» **INSTRUCCIONES DE TRABAJO**
**A)** Reescribe el fragmento desde "Además omite que" hasta "bastante a ciegas.", ambos incluidos, y sustituye "Gallo" por "el reseñista".
**B)** Según el fragmento, ¿cuántas definiciones más agregará la nueva edición del Diccionario?
**C)** ¿Puedes seguir escribiendo el fragmento, que termina con la crítica al Diccionario de la Real Academia, a partir de su última oración?

» **FRAGMENTO DADO**
Además omite que El monasterio de los buitres está basada en Pueblo
rechazado, sólo que cumpliendo los requerimientos del cine, y además de las
cintas de Del Villar: que haya mujeres grotescamente sexuales (fue capaz de
quitarle la elegancia y delicadeza a Cecilia Pezet en El llanto de la tortuga y a Helena
Rojo en Los perros de Dios).
Para hablar de la cultura de un
país hay que conocer al país. Gallo no lo conoce bien y lo esquematiza, lo ve
sin las muchas sutilezas, bastante a ciegas.
Un oxímoron
sugerido por Borges: “la literatura española”.
La Real Academia
de la Lengua anuncia la aparición, en octubre, de la vigésima tercera edición
de su Diccionario; por lo que anticipa, vuelve ser en un solo tomo seguramente poco manuable, porque eliminan unas
cuantas palabras no en afán de ligereza ni de corrección, sino porque se usan
poco; en cambio, agregan cinco mil definiciones más; vuelve a ser políticamente correcto, aunque no se autocensura, pues no
quita palabras ofensivas (las palabras no son ofensivas, sino la intención con
que se usen: madre no es mala palabra a menos que la anteceda un adjetivo ése
sí cizañero [iba a decir cizañoso, pero en la XXII aún no está admitido]), pero
aclara que son majaderas; hará convivir algunas con sus sustitutas
complacientes, y caerá, seguramente en imprecisiones: en la edición vigente se
dicen que modista es una mujer que posee una tienda de modas, y una persona que
se dedica por oficio a crear prendas de vestir; modisto no es un hombre que
posee una tienda de prendas de vestir, sólo un hombre que por oficio las diseña
y confecciona; o sea que es un hombre, no una persona. Ya lo he dicho, pero no
me canso de repetirlo: si es modisto porque es hombre, ¿por qué no hablan de
futbolistos, beisbolistos, deportistos, dentistos, ensayistos?

» **INFORMACIÓN MOSTRADA**
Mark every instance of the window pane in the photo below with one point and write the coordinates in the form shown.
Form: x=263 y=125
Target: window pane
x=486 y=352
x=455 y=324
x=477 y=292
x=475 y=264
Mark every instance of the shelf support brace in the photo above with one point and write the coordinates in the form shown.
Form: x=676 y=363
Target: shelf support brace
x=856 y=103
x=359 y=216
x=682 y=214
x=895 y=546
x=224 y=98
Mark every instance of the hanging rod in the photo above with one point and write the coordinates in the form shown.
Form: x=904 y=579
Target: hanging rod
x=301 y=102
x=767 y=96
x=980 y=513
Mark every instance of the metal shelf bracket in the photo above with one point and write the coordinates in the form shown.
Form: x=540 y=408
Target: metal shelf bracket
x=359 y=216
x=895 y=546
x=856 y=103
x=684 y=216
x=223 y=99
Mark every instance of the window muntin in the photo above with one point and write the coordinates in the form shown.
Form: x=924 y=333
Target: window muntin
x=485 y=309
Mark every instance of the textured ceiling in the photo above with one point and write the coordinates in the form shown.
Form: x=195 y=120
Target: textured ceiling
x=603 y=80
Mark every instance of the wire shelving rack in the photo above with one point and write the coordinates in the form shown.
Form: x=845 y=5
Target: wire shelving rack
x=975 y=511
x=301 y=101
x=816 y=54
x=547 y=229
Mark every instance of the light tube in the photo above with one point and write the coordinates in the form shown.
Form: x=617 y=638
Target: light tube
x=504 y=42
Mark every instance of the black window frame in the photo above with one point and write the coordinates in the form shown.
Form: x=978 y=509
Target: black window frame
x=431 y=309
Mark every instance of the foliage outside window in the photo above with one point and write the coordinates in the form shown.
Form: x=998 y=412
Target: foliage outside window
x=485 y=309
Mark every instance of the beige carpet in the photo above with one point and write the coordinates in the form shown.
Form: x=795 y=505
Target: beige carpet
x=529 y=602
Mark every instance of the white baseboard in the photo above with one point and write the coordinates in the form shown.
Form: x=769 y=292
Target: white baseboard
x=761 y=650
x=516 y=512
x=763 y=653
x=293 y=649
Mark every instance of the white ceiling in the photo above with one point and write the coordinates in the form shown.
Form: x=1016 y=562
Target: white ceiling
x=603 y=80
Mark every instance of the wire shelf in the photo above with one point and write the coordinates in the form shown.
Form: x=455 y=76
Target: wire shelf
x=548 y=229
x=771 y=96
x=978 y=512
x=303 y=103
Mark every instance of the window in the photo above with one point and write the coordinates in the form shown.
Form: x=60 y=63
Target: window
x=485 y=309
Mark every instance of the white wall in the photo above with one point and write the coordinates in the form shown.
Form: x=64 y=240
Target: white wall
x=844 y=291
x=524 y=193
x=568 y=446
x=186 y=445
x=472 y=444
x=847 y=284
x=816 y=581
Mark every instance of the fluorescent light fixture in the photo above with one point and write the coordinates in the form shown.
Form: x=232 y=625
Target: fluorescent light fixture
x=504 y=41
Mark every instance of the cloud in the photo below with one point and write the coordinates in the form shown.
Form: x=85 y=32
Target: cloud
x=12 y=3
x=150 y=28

--

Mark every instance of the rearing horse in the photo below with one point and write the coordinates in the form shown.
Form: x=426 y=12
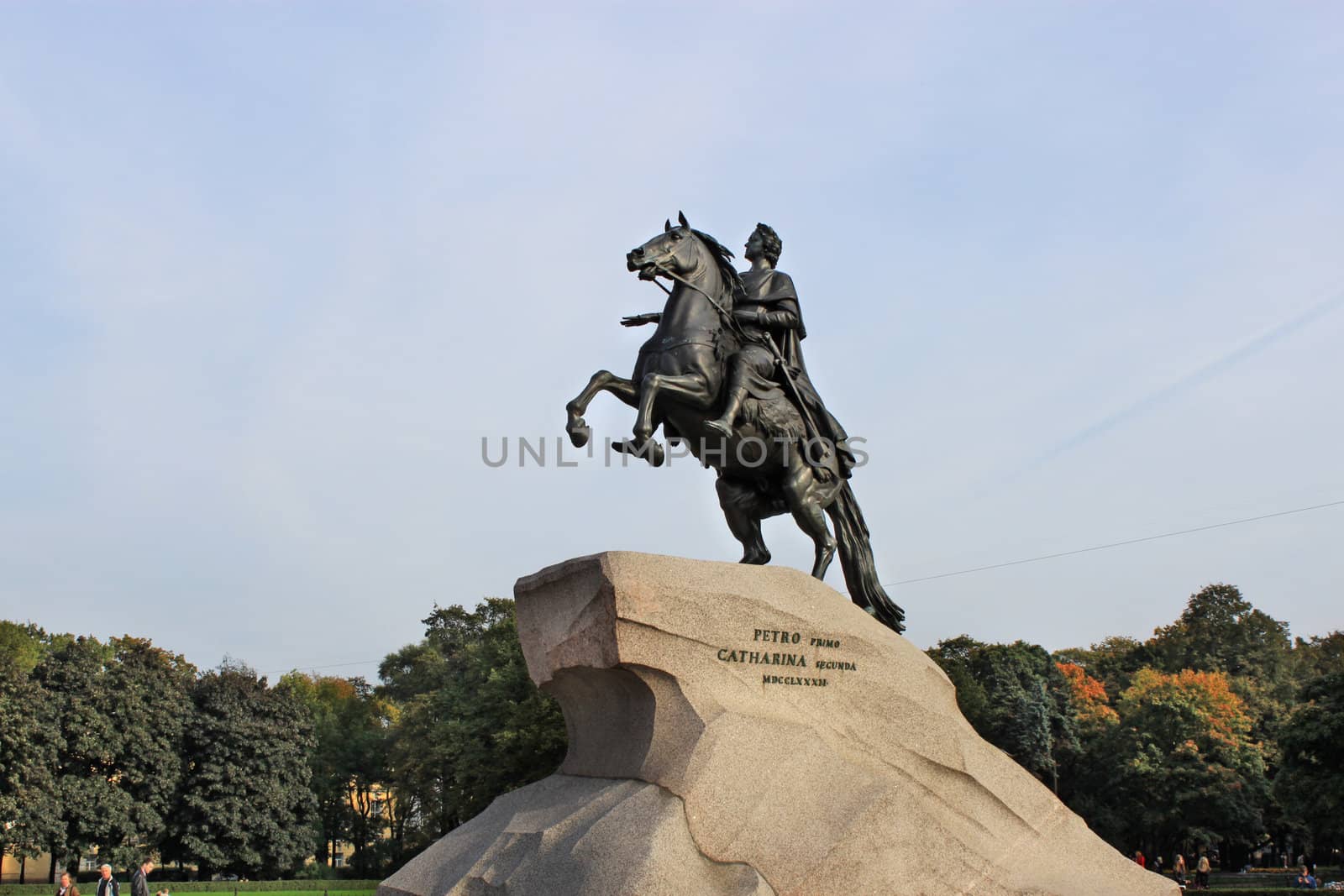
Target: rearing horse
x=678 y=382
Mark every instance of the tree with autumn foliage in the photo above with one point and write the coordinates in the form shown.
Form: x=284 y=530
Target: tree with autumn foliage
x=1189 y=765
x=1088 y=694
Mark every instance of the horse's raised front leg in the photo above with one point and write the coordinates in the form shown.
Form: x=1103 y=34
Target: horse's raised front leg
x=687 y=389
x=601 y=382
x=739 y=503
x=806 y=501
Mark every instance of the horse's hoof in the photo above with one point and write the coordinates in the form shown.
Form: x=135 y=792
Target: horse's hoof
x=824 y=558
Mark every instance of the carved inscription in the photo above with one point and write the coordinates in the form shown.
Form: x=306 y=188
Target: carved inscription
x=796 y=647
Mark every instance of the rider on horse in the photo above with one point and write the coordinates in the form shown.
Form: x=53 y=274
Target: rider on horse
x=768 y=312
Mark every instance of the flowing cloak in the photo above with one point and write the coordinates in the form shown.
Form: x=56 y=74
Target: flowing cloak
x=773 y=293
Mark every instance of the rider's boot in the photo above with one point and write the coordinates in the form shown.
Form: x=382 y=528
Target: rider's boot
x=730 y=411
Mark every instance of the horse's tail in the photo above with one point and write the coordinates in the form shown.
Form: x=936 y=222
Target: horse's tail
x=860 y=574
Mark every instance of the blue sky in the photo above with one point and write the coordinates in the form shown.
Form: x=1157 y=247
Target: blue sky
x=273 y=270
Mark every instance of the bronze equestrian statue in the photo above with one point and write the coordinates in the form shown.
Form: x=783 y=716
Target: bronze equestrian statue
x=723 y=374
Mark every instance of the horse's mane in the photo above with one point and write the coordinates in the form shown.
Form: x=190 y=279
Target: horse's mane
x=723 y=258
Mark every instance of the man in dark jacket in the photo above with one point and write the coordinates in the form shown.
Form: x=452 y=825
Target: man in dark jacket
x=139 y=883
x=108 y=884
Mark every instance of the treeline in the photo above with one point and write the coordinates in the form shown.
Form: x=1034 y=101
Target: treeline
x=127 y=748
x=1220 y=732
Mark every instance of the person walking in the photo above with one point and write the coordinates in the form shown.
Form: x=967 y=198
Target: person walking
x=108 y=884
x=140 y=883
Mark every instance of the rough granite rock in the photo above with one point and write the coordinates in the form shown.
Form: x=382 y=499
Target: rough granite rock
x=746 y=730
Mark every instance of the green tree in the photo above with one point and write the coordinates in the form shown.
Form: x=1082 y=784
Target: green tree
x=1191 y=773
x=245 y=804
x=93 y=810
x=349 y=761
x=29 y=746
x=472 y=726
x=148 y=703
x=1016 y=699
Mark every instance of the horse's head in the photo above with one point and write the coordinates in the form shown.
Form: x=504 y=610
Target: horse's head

==

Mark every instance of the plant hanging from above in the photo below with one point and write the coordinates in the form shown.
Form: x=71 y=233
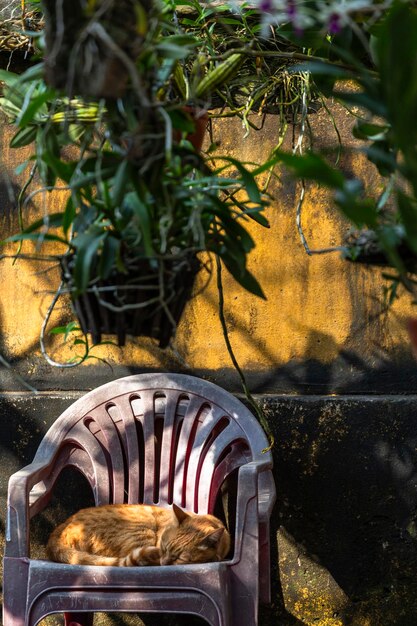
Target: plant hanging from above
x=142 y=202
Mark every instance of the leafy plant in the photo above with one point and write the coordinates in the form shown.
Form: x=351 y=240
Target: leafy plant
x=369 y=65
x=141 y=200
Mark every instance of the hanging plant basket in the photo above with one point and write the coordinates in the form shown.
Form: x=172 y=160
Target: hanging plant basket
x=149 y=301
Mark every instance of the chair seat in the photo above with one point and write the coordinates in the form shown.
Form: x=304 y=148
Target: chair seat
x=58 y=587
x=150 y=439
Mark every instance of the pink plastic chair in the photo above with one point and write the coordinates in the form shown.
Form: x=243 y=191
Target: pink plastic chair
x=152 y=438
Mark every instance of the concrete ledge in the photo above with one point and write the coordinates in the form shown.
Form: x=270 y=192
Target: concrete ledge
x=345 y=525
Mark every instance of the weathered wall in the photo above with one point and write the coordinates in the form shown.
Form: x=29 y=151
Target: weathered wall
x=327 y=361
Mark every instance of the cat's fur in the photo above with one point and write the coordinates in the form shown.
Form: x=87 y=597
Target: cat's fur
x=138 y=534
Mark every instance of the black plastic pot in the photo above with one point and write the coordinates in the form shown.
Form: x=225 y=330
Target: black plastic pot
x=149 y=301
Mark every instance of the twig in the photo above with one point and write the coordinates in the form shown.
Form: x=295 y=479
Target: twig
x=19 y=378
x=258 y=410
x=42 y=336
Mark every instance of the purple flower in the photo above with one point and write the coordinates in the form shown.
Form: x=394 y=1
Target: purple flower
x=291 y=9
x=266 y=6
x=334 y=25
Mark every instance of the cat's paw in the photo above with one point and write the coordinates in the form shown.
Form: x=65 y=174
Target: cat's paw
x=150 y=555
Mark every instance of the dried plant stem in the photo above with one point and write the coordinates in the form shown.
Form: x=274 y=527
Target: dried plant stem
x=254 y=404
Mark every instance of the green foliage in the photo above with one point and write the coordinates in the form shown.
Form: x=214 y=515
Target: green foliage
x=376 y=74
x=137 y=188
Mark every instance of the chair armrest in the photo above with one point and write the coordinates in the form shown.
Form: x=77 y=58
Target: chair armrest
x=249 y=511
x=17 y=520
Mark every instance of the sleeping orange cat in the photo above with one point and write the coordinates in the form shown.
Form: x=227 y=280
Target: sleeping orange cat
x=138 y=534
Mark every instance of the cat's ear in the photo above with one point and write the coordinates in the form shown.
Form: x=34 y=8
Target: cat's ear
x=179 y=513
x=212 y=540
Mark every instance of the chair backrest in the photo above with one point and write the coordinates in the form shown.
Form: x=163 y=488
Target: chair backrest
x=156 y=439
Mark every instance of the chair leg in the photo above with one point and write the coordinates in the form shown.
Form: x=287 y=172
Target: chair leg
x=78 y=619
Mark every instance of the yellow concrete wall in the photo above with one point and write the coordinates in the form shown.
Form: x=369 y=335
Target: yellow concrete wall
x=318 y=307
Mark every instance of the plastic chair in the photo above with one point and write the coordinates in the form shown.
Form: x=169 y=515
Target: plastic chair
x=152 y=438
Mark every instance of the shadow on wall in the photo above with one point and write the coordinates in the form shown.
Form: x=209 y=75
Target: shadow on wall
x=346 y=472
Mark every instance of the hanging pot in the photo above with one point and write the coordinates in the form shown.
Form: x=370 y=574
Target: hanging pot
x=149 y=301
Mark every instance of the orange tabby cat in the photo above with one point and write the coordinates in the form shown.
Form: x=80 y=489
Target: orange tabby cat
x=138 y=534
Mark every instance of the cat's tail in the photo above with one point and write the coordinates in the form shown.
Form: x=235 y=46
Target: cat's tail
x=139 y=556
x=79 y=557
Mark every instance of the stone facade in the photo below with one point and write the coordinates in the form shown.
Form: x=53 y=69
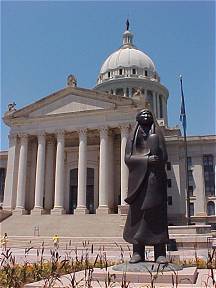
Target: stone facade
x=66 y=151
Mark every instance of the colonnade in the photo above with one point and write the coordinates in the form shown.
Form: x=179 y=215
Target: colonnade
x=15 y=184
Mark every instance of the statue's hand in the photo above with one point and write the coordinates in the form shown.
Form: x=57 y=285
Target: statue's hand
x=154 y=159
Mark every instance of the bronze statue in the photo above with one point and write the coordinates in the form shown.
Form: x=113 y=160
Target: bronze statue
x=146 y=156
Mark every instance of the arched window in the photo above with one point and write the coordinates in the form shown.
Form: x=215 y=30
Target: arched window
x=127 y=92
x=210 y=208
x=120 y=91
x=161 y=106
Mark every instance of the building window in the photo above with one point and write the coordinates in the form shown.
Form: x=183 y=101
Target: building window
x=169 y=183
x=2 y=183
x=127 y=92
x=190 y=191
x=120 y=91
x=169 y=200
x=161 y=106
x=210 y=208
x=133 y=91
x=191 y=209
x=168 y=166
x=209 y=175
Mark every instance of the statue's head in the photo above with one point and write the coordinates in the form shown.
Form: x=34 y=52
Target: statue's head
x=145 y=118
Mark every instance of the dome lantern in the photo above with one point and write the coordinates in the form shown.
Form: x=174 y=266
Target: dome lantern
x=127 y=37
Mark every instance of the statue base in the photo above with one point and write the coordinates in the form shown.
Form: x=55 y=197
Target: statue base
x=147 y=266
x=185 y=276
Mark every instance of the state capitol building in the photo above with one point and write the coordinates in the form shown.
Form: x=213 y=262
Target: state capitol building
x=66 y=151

» **RESULTADOS EN ORDEN**
**A)**
Además omite que El monasterio de los buitres está basada en Pueblo
rechazado, sólo que cumpliendo los requerimientos del cine, y además de las
cintas de Del Villar: que haya mujeres grotescamente sexuales (fue capaz de
quitarle la elegancia y delicadeza a Cecilia Pezet en El llanto de la tortuga y a Helena
Rojo en Los perros de Dios).
Para hablar de la cultura de un
país hay que conocer al país. el reseñista no lo conoce bien y lo esquematiza, lo ve
sin las muchas sutilezas, bastante a ciegas.

**B)** Cinco mil definiciones más.

**C)**
Además, ya tienen una mala,
porque dicen, según las fuentes que anuncian esa nueva edición, que jonrón en
un batazo tan fuerte que sale del campo (en el beisbol es parque, no campo) y
le permite al que lo pegó recorrer las cuatro bases; además de que el
Diccionario del Español de México ya trae esa definición, los académicos
ignoran que aunque no salga del parque puede permitirle, por la fuerza y la
colocación, recorrer las cuatro bases; se le llama jonrón de campo. Y quienes
saben de beisbol conocen el jonrón de cuadro, de Babe Ruth, que pegó un batazo
tan elevado que cuando cayó, él ya estaba barriéndose en home (¿cómo le
llamarán los académicos?).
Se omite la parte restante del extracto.